• **THE PROBLEM**:
Search each line below for "instance", then return the lines where it appears.

━━ EXTRACTED RECORDS ━━

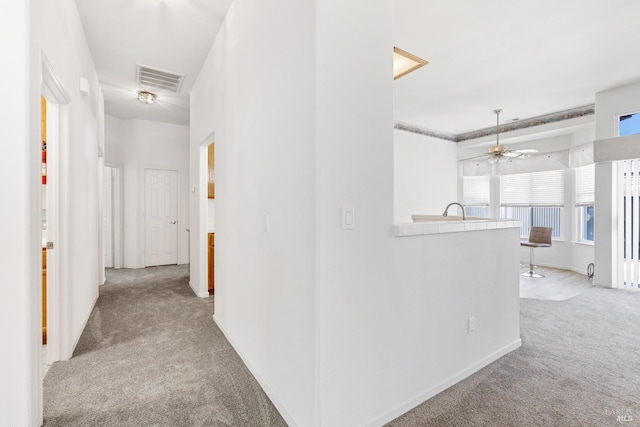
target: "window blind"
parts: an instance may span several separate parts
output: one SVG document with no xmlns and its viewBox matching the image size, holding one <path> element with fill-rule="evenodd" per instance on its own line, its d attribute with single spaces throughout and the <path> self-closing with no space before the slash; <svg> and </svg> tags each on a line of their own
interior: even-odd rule
<svg viewBox="0 0 640 427">
<path fill-rule="evenodd" d="M 462 203 L 467 206 L 489 206 L 489 176 L 462 177 Z"/>
<path fill-rule="evenodd" d="M 500 176 L 500 205 L 564 206 L 564 171 Z"/>
<path fill-rule="evenodd" d="M 595 165 L 576 168 L 576 206 L 593 205 L 595 201 Z"/>
</svg>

━━━

• **WRITTEN ANSWER**:
parts: an instance may span several separate parts
output: one SVG document with no xmlns and its viewBox matching the image size, holding one <path> element with fill-rule="evenodd" per instance on its own line, its d attribute with single spaces throughout and the <path> self-closing with no space before the slash; <svg> and </svg> tags each on a line of their own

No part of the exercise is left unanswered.